[Segmentation data]

====

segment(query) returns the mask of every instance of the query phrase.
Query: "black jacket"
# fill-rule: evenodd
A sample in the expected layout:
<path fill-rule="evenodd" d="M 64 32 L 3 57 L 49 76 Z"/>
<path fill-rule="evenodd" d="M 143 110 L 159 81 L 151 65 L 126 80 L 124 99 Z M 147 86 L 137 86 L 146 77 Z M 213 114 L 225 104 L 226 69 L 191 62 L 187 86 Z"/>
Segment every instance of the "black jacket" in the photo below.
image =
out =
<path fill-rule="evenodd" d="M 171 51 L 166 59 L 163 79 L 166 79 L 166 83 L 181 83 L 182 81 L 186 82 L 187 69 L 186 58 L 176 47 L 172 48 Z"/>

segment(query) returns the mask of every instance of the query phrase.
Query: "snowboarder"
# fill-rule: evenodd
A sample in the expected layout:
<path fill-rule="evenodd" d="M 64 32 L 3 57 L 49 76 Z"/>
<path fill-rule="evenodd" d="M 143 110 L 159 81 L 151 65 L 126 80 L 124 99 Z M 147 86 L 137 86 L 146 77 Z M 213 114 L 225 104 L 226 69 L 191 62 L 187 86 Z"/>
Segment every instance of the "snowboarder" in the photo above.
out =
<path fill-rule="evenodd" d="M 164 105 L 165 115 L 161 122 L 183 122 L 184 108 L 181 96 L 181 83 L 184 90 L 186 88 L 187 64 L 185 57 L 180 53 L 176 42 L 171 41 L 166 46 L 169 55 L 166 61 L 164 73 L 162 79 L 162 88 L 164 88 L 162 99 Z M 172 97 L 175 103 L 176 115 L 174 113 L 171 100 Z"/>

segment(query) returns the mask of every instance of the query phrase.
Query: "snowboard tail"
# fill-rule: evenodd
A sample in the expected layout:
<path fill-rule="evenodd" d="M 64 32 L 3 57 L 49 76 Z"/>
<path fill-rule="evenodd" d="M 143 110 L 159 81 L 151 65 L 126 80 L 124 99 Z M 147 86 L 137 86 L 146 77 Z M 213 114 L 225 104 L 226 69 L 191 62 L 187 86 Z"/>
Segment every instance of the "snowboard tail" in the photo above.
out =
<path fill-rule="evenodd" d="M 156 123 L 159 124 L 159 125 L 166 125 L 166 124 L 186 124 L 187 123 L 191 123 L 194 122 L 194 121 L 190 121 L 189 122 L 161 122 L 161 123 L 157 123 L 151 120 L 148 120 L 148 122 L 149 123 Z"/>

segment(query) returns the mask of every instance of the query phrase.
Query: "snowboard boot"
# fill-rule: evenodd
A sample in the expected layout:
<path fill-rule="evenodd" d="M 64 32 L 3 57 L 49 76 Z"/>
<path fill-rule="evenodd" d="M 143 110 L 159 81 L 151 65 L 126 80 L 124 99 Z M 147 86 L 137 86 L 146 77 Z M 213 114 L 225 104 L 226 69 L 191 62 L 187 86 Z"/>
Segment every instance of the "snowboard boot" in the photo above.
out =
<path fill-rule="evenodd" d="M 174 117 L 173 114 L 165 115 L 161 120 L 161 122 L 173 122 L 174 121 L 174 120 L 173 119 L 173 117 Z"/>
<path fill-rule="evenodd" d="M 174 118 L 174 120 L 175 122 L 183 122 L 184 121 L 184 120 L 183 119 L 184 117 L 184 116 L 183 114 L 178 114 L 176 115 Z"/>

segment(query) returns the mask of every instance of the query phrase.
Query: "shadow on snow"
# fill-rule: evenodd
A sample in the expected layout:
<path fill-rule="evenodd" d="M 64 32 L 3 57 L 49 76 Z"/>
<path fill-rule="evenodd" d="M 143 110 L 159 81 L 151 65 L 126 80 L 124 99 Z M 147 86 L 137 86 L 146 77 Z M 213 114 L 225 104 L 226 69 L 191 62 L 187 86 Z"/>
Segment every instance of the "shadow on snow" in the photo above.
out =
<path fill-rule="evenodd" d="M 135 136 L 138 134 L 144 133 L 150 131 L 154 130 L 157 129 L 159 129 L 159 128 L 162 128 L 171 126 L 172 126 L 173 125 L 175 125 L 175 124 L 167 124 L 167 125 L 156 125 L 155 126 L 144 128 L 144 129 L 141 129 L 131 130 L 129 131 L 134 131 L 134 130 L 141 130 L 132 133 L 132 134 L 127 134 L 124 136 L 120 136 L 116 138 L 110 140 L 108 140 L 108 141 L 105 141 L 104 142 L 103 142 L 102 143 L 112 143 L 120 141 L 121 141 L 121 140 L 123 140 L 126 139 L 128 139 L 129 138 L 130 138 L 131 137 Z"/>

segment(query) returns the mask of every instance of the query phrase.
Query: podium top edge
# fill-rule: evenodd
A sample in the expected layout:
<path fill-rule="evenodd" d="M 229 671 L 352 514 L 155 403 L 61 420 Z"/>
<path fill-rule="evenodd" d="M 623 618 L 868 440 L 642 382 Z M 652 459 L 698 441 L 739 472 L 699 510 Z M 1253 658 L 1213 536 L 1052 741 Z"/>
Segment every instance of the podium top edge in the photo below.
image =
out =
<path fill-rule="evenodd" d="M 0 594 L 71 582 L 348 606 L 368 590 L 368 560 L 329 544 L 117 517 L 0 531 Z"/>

====

#### [THE EXERCISE]
Convert all the entries above into one numbered list of their lines, leaving out the blank lines.

#### [EXERCISE SOLUTION]
1. segment(query) returns the mask of every instance of the query phrase.
2. Query: "black jacket"
3. # fill-rule: evenodd
4. A sample in the expected layout:
5. <path fill-rule="evenodd" d="M 64 32 L 3 57 L 49 76 Z"/>
6. <path fill-rule="evenodd" d="M 143 110 L 159 81 L 151 65 L 126 80 L 124 99 Z M 147 86 L 137 86 L 146 77 Z M 213 114 L 225 104 L 226 69 L 191 62 L 187 86 Z"/>
7. Segment every instance of the "black jacket" in the photo below.
8. image =
9. out =
10. <path fill-rule="evenodd" d="M 171 51 L 166 59 L 163 79 L 166 79 L 166 83 L 181 83 L 182 81 L 186 82 L 187 69 L 186 58 L 176 47 L 172 48 Z"/>
11. segment(query) returns the mask of every instance of the query phrase.
12. Query: "snowboarder"
13. # fill-rule: evenodd
14. A sample in the expected layout:
15. <path fill-rule="evenodd" d="M 64 32 L 3 57 L 49 76 Z"/>
16. <path fill-rule="evenodd" d="M 143 110 L 159 81 L 151 65 L 126 80 L 124 99 Z M 147 86 L 137 86 L 146 77 Z M 213 114 L 225 104 L 226 69 L 191 62 L 187 86 Z"/>
17. Segment every instance of the "snowboarder" in the photo above.
18. out =
19. <path fill-rule="evenodd" d="M 164 105 L 165 115 L 161 122 L 183 122 L 184 108 L 181 96 L 181 83 L 184 90 L 186 88 L 187 64 L 185 57 L 180 53 L 176 42 L 171 41 L 166 46 L 169 55 L 166 61 L 164 73 L 162 79 L 162 88 L 164 88 L 162 99 Z M 172 97 L 175 103 L 176 115 L 174 113 L 171 100 Z"/>
20. segment(query) returns the mask of every instance of the query phrase.
21. Query: "snowboard tail"
22. # fill-rule: evenodd
23. A sample in the expected layout:
24. <path fill-rule="evenodd" d="M 64 32 L 3 57 L 49 76 Z"/>
25. <path fill-rule="evenodd" d="M 143 110 L 159 81 L 151 65 L 126 80 L 124 99 Z M 147 86 L 137 86 L 146 77 Z M 213 114 L 225 104 L 226 69 L 191 62 L 187 86 Z"/>
26. Segment every instance of the "snowboard tail" in the photo above.
27. out =
28. <path fill-rule="evenodd" d="M 156 123 L 159 124 L 159 125 L 166 125 L 166 124 L 186 124 L 187 123 L 191 123 L 194 122 L 194 121 L 190 121 L 189 122 L 161 122 L 161 123 L 157 123 L 151 120 L 148 120 L 148 122 L 149 123 Z"/>
29. segment(query) returns the mask of every instance of the query phrase.
30. Query: "snowboard boot"
31. # fill-rule: evenodd
32. A sample in the expected layout:
33. <path fill-rule="evenodd" d="M 64 32 L 3 57 L 49 76 Z"/>
34. <path fill-rule="evenodd" d="M 143 110 L 159 81 L 151 65 L 126 80 L 124 99 Z M 147 86 L 137 86 L 146 77 Z M 213 114 L 225 104 L 226 69 L 191 62 L 187 86 Z"/>
35. Segment every instance of the "snowboard boot" in the photo above.
36. out =
37. <path fill-rule="evenodd" d="M 174 117 L 173 114 L 165 115 L 161 120 L 161 122 L 173 122 L 174 121 L 174 120 L 173 119 L 173 117 Z"/>
38. <path fill-rule="evenodd" d="M 174 118 L 174 120 L 175 122 L 183 122 L 184 121 L 184 120 L 183 119 L 184 117 L 184 116 L 183 114 L 178 114 L 176 115 Z"/>
39. segment(query) returns the mask of every instance of the query phrase.
40. Query: "shadow on snow"
41. # fill-rule: evenodd
42. A sample in the expected layout:
43. <path fill-rule="evenodd" d="M 64 32 L 3 57 L 49 76 Z"/>
44. <path fill-rule="evenodd" d="M 143 110 L 159 81 L 151 65 L 126 80 L 124 99 Z M 147 86 L 137 86 L 146 77 Z M 213 114 L 225 104 L 226 69 L 191 62 L 187 86 Z"/>
45. Segment every instance of the "shadow on snow" in the photo above.
46. out =
47. <path fill-rule="evenodd" d="M 135 136 L 138 134 L 144 133 L 150 131 L 154 130 L 157 129 L 159 129 L 159 128 L 162 128 L 171 126 L 172 126 L 173 125 L 175 125 L 175 124 L 167 124 L 167 125 L 156 125 L 155 126 L 144 128 L 144 129 L 141 129 L 131 130 L 129 131 L 134 131 L 134 130 L 141 130 L 132 133 L 132 134 L 127 134 L 124 136 L 120 136 L 116 138 L 110 140 L 108 140 L 108 141 L 105 141 L 104 142 L 103 142 L 102 143 L 112 143 L 120 141 L 121 141 L 121 140 L 123 140 L 126 139 L 128 139 L 129 138 L 130 138 L 131 137 Z"/>
48. segment(query) returns the mask of every instance of the query phrase.
49. Query: podium top edge
50. # fill-rule: evenodd
51. A sample in the expected layout:
52. <path fill-rule="evenodd" d="M 229 671 L 352 514 L 155 403 L 61 420 Z"/>
53. <path fill-rule="evenodd" d="M 623 618 L 868 440 L 642 382 Z M 652 459 L 698 441 L 739 472 L 699 510 Z M 1253 658 L 1213 536 L 1052 741 Z"/>
54. Segment every instance of the podium top edge in the photo below.
55. image =
56. out =
57. <path fill-rule="evenodd" d="M 0 594 L 71 582 L 348 606 L 368 590 L 368 560 L 329 544 L 117 517 L 0 531 Z"/>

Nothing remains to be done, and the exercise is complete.